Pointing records
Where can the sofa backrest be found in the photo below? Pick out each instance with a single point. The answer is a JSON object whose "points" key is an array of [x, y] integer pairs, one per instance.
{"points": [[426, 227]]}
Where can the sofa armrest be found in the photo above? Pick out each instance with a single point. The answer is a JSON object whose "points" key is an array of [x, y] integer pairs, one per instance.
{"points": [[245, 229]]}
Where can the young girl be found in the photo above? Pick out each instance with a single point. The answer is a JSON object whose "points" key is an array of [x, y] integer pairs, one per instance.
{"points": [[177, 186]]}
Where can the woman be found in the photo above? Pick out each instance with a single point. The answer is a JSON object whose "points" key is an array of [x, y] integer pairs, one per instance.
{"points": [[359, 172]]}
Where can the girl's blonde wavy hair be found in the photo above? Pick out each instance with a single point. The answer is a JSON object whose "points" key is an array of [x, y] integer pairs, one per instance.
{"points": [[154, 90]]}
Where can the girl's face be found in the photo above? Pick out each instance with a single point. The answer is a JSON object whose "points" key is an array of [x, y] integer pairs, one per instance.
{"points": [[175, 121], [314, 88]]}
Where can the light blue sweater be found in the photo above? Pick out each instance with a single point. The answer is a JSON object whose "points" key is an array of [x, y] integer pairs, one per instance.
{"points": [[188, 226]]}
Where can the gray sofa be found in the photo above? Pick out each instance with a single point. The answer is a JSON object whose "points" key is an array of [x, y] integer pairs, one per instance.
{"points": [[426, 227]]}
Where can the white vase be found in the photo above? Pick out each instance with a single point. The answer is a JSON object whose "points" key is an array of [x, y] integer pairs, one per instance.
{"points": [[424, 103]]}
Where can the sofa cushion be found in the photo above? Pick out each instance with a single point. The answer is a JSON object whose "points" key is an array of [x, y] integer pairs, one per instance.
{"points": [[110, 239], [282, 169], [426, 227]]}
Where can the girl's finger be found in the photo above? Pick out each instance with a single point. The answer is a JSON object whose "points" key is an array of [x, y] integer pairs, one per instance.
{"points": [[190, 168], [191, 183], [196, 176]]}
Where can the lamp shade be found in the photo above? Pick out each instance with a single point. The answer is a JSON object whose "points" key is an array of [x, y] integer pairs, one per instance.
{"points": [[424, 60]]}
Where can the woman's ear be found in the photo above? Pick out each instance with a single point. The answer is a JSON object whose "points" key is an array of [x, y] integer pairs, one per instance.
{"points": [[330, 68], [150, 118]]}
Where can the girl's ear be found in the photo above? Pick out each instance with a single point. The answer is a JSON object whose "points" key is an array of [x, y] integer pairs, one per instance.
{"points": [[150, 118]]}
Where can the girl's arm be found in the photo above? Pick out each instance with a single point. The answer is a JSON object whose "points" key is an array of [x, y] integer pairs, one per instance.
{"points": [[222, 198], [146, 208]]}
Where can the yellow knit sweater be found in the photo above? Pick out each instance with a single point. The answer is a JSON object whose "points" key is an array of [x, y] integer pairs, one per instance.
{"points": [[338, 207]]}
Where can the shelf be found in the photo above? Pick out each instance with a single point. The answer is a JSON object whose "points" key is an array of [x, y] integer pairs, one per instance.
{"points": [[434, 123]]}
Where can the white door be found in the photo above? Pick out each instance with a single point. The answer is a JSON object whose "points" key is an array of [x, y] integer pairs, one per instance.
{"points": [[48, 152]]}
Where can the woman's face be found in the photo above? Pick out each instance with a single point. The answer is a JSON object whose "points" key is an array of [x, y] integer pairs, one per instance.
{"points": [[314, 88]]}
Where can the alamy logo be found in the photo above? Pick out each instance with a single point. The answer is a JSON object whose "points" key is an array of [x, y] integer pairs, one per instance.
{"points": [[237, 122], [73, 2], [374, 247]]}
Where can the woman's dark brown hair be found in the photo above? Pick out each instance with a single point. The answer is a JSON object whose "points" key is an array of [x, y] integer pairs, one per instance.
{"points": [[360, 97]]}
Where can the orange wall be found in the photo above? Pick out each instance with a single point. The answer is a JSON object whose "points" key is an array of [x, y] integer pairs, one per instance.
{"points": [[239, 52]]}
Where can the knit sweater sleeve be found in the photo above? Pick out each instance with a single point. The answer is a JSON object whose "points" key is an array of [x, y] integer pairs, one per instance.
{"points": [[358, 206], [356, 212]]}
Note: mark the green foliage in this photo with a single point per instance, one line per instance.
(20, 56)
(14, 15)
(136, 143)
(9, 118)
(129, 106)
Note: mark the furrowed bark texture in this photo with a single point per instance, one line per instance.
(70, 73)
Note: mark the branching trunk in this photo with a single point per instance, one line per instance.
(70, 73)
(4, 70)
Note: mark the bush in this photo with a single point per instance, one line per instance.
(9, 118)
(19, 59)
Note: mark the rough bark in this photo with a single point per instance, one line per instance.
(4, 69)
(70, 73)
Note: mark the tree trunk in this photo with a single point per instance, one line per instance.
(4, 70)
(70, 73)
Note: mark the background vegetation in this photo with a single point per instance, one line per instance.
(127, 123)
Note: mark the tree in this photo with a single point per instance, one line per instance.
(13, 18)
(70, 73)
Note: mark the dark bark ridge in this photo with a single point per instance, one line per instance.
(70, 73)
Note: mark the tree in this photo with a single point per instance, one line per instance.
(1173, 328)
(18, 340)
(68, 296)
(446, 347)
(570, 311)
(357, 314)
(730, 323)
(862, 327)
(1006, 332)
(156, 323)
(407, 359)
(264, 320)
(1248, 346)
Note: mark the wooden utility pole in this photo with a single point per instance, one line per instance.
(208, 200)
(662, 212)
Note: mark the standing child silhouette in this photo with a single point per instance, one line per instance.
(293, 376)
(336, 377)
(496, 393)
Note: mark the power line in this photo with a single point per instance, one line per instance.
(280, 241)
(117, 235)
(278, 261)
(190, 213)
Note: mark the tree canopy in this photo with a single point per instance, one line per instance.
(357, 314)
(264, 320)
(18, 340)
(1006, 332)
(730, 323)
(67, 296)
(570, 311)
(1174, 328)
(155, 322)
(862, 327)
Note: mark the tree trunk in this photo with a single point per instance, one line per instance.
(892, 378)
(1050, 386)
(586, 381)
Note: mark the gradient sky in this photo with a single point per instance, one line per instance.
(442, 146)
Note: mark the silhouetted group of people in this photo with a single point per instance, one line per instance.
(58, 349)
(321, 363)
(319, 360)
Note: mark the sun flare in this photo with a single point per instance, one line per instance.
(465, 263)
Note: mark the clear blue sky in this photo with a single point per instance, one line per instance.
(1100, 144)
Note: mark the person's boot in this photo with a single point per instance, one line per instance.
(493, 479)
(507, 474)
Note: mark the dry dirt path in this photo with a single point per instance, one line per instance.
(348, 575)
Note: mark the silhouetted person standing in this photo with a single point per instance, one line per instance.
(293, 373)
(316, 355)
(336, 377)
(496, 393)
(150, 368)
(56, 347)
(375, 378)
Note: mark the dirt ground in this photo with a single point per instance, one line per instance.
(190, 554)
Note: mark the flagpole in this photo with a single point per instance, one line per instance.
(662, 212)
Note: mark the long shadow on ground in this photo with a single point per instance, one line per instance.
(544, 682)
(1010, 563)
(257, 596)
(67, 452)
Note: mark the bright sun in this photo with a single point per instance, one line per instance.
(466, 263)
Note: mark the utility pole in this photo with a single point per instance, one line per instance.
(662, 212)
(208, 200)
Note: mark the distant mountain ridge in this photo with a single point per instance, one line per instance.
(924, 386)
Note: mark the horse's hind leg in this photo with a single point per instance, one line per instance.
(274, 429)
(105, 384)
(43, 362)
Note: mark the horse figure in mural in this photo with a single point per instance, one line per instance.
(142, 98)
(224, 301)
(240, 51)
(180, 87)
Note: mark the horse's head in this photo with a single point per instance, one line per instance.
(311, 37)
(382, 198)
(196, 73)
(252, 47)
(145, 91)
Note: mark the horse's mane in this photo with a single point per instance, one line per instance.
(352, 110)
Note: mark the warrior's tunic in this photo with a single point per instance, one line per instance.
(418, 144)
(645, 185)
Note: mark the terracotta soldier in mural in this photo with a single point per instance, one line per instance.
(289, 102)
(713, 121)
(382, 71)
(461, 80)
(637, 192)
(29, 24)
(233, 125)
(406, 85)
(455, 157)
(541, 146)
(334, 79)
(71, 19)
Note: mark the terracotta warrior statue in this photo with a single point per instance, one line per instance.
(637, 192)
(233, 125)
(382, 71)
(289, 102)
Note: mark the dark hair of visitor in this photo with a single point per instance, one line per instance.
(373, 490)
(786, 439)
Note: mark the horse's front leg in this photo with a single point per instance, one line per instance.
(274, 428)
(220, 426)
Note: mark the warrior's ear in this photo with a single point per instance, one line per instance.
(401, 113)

GOAL: Output the line holding "Note: mark the distant", then every later line through the end of the records above, exactly as given and nothing else.

TASK RESULT:
Note: mark the distant mountain ridge in this photo with a single point per instance, one line per instance.
(924, 386)
Note: mark the horse's hind leg in this photo with a single point per instance, one line per instance.
(274, 429)
(105, 384)
(43, 362)
Note: mark the horse figure in mural in this photo with a single point per instance, one line per instance.
(142, 98)
(224, 301)
(240, 51)
(180, 87)
Note: mark the horse's head in this photo with a single point per instance, one line per instance.
(311, 37)
(382, 198)
(196, 73)
(252, 47)
(145, 91)
Note: mark the horse's mane in this photo with a single point per instance, one line per instance.
(352, 110)
Note: mark the warrior's tunic in this photo with a single point per instance, one line per instance.
(418, 144)
(645, 185)
Note: mark the terracotta soldier in mural in this photo with a single point per instance, one line per instance.
(289, 102)
(713, 121)
(382, 71)
(461, 80)
(637, 192)
(29, 24)
(233, 125)
(406, 85)
(455, 157)
(541, 146)
(334, 79)
(71, 19)
Note: mark the terracotta warrior statue in this photo with a single point per instance, one line per instance.
(637, 192)
(233, 125)
(382, 71)
(289, 102)
Note: mark the dark hair of visitor in this photo with a single point per instance, one line per instance.
(373, 490)
(786, 439)
Note: mark the horse's front leg in this photo with a single point per instance, one line per instance.
(274, 428)
(220, 426)
Note: mark the warrior's ear in this photo with a single point per instance, one line per instance.
(401, 113)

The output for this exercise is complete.